Sayfa alıntısı:
..........

Cumartesi Nisan 19, 2025

Kürtler utanılacak bir tarihle övünmemelidir :Tamer Çilingir

 

Kürt ulusunun, cumhuriyetle birlikte egemenler tarafından maruz kaldığı uygulama inkar ve imhadır. Her fırsatta iktidarın ’’barış sürecine’’ denk düşmeyen uygulamalarını eleştirirken,’’Çanakkale’de, Kurtuluş Savaşı’nda birlikte savaştık’’ vurgusu yapılarak, uğradıkları büyük haksızlık dile getirilirken yapılan hesaplaşma yanlış ve eksiklikler içeriyor.

Kürtler bu hesaplaşmayı yaparken, İttihat ve Terakki’nin uygulamalarını, ’’Kurtuluş Savaşı’’ yalanını da, resmi tarihi de teşhir etmelidirler. Aksi durumda utanılması gereken bir tarihi savunma durumuna düşülür. Unutulmaması gereken, 1.Emperyalist Paylaşım Savaşı ve ’’Kurtuluş Savaşı’’ masalının arkasında binlerce yıldır bu topraklarda yaşamış 3 milyona yakın Ermeni, Rum, Süryani canı ve 2 milyonun üzerinde insanın sürgün edilmesi vardır. Ki aynı uygulamalara Kürtler de cumhuriyetle birlikte maruz kalmışlardır.

Osmanlı, Çanakkale’de emperyalistlere karşı emperyalistlerle omuz omuza bir savaş vermiştir.

Osmanlı’nın 1.Emperyalist Paylaşım Savaşı’nın cephelerinden biri olan Çanakkale Cephesi’nde Kürtlerin de yer aldığı ve can verdiği de doğrudur. Ancak bu savaş bir emperyalist paylaşım savaşıdır ve bu savaşta dünya çapında milyonlarca insan hayatını kaybedirken, emperyalistlerin dünyayı yeniden paylaşmak için çıkardıkları bu savaşlarda ezilen uluslar açısından tek bir kazanım olmadığı gibi, bizler açısından daha vahim sonuçlar yaşanmıştır.

..........

Kayıt kümesi:
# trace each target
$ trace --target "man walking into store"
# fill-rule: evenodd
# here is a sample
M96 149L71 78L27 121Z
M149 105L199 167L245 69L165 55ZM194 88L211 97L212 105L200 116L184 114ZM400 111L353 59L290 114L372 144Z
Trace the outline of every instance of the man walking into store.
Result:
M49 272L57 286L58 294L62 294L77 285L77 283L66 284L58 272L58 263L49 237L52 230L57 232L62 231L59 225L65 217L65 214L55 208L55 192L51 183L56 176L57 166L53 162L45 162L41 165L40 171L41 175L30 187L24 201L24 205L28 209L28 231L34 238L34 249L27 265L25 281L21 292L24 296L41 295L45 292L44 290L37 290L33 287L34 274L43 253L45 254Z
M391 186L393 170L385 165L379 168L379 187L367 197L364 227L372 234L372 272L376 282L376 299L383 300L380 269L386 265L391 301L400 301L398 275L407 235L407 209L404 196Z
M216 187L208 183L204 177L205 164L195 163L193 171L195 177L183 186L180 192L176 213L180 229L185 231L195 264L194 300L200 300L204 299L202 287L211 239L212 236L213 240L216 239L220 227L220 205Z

..........

Sorunun tanımı: Kürtlerin tarihle hesaplaşması üzerine yazıdan, "Cumartesi Nisan 19, 2025" sözleriyle açılıp "ve eksiklikler içeriyor." ile kapanan bölümü tek harfini bile değiştirmeden çıkarır mısın? Bu iş için kayıtlara başvurmak gerekmiyor.

Sorunun çözümü:
Cumartesi Nisan 19, 2025

Kürtler utanılacak bir tarihle övünmemelidir :Tamer Çilingir

 

Kürt ulusunun, cumhuriyetle birlikte egemenler tarafından maruz kaldığı uygulama inkar ve imhadır. Her fırsatta iktidarın ’’barış sürecine’’ denk düşmeyen uygulamalarını eleştirirken,’’Çanakkale’de, Kurtuluş Savaşı’nda birlikte savaştık’’ vurgusu yapılarak, uğradıkları büyük haksızlık dile getirilirken yapılan hesaplaşma yanlış ve eksiklikler içeriyor.